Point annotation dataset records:
* * *
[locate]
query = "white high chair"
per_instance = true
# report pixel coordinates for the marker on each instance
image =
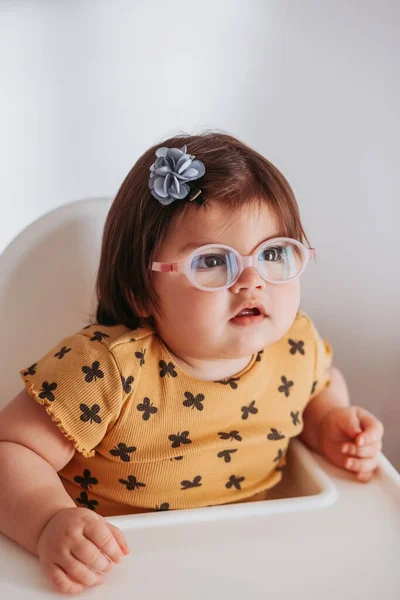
(323, 535)
(47, 279)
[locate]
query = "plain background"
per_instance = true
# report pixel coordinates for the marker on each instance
(87, 86)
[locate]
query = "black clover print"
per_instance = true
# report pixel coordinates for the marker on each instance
(141, 356)
(167, 369)
(250, 409)
(194, 402)
(86, 481)
(93, 372)
(83, 499)
(47, 390)
(123, 451)
(234, 482)
(275, 435)
(98, 336)
(132, 483)
(226, 454)
(61, 353)
(231, 381)
(186, 484)
(180, 438)
(232, 435)
(126, 383)
(295, 417)
(147, 408)
(296, 347)
(90, 413)
(279, 456)
(31, 370)
(285, 387)
(163, 506)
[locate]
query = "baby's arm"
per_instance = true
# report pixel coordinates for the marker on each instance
(349, 436)
(36, 511)
(32, 450)
(333, 396)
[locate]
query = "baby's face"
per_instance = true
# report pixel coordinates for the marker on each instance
(196, 323)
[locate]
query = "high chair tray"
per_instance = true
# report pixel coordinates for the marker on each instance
(349, 550)
(304, 486)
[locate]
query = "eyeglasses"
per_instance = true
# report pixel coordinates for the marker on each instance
(216, 267)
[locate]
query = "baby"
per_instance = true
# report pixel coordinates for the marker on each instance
(199, 370)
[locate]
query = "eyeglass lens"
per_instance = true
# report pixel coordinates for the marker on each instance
(217, 267)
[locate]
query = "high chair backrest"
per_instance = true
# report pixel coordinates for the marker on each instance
(47, 285)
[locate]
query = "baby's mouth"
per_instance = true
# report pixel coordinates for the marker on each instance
(248, 312)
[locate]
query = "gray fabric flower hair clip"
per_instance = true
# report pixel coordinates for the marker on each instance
(171, 173)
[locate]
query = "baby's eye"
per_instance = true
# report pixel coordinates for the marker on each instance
(273, 254)
(209, 261)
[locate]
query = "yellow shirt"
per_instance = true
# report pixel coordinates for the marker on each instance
(148, 436)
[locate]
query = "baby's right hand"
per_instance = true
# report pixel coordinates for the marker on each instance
(74, 546)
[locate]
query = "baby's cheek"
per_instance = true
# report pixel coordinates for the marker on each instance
(285, 304)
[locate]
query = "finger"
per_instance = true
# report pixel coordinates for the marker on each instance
(119, 536)
(371, 426)
(348, 422)
(362, 451)
(89, 554)
(79, 572)
(365, 477)
(103, 538)
(362, 465)
(60, 579)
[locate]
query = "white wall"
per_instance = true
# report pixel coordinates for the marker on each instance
(87, 86)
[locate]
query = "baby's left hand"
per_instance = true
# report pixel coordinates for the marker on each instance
(351, 437)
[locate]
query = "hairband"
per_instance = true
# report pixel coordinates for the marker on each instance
(171, 174)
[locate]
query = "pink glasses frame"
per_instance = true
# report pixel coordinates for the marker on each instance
(251, 260)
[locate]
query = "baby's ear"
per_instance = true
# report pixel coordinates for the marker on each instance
(142, 311)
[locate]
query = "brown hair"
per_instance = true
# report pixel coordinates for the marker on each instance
(137, 223)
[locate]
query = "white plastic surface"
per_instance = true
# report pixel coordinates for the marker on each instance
(304, 486)
(347, 551)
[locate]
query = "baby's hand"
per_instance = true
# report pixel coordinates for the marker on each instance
(351, 437)
(77, 547)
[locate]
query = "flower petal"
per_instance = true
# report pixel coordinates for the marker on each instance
* * *
▶ [WORK REQUIRED] Pick out each line above that contains the string "flower", and copy those lines.

▶ [EXERCISE RESULT]
query = "gray fabric flower hair clip"
query = "flower petal"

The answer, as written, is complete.